#### Extract to read ####

The more things change, the more they stay the same.

Aboriginal law is very frustrating to study and practice.  As I’ve pointed out before, Aboriginal law is not the study or practice of indigenous legal traditions but rather is the way in which the Canadian state mediates its relationship with native peoples.  Aboriginal law exists squarely within a legal paradigm that is defined solely by the Canadian state.  If Canada deigns to include its interpretation of aspects of indigenous legal traditions then it will do so according to its own legal principles further warping what is almost always already a poor translation to begin with.

If all this were obvious right away then ‘Aboriginal law’ would probably not be so frustrating.  If it were exceedingly clear to everyone that Aboriginal law is all about a colonial nation retaining its claim to sovereignty and dedicated to shoring up its claim to title in lands throughout Canada, then that would be a huge success.  All of us could acknowledge that Canada’s entire ‘legal’ approach is based on self-interest and that certain core principles will never truly be up for negotiation as far as Canada is concerned. That would be a very important thing to recognise.

It is not the case however, that this fact is widely understood.  That is because Aboriginal law is couched in liberal terms of respect and rights, and to be fair, I think many of the lawyers and bureaucrats administering the Indian Act and various other legislative or procedural regimes related to native peoples in Canada truly believe that they are doing their utmost to make things right.  After all, have we not moved far beyond the day of smallpox blankets, forced relocations, military force, Residential schooling and interference?

Ha!  Hahahahahahahahahahahaa….ahhhh.

The rhetoric has changed somewhat from the days when men rode around the west carrying boilerplate Treaties for signing…but it hasn’t changed that much.  Right now, hundreds of settlements are being negotiated across the country to settle various claims by First Nations over stolen lands, broken promises, damages and so on.  Claims that sometimes go back hundreds of years and which have been pursued doggedly by those First Nations to no avail.  The way in which these settlements are being negotiated does not involve a substantially different approach from the one Canada took back in the grand old days of Treaty making.

#### Source data ####

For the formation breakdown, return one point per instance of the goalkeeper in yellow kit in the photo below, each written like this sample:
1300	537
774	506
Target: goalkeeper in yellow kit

####

Your tasks:
A) Answer these questions from the passage on Aboriginal law.
(i) What does the passage say Aboriginal law is not the study or practice of?
(ii) Which people does the writer think truly believe they are doing their utmost to make things right?
(iii) How many settlements does the passage say are being negotiated across the country right now?
B) Write the next part of the passage on Aboriginal law, beginning after its last sentence.
The material has no role in this exercise.

Responses per task:
A)
(i) Indigenous legal traditions.
(ii) Many of the lawyers and bureaucrats administering the Indian Act and various other legislative or procedural regimes related to native peoples in Canada.
(iii) Hundreds.

B)
If you ever get the chance to take a look at even a single claim’s history, please do.  It is an eye-opening experience. The Department of Justice in cooperation with INAC has a Litigation Management and Resolution Branch (LMRB) which conducts an risk analysis of claims against the Crown by aboriginal peoples.  This analysis often contains a lot of historical research if the claim goes back any length of time.  What these documents almost invariably show is that the claim has been pursued almost without pause since the problem first arose.  Band Council Resolutions sent to Ottawa to petition a resolution to the conflict…letters sent by individual Chiefs or members of the community.  Correspondence between Indian Agents and other agencies on the matter.  Protests, actions, negotiations, meetings, promises, studies, more meetings, more resolutions…hundreds and hundreds of written documents outlining just what the community has done to press its claim, year after year, decade after decade and yes sometimes century after century.  It is un-fucking-believable, if you can pardon my strong language.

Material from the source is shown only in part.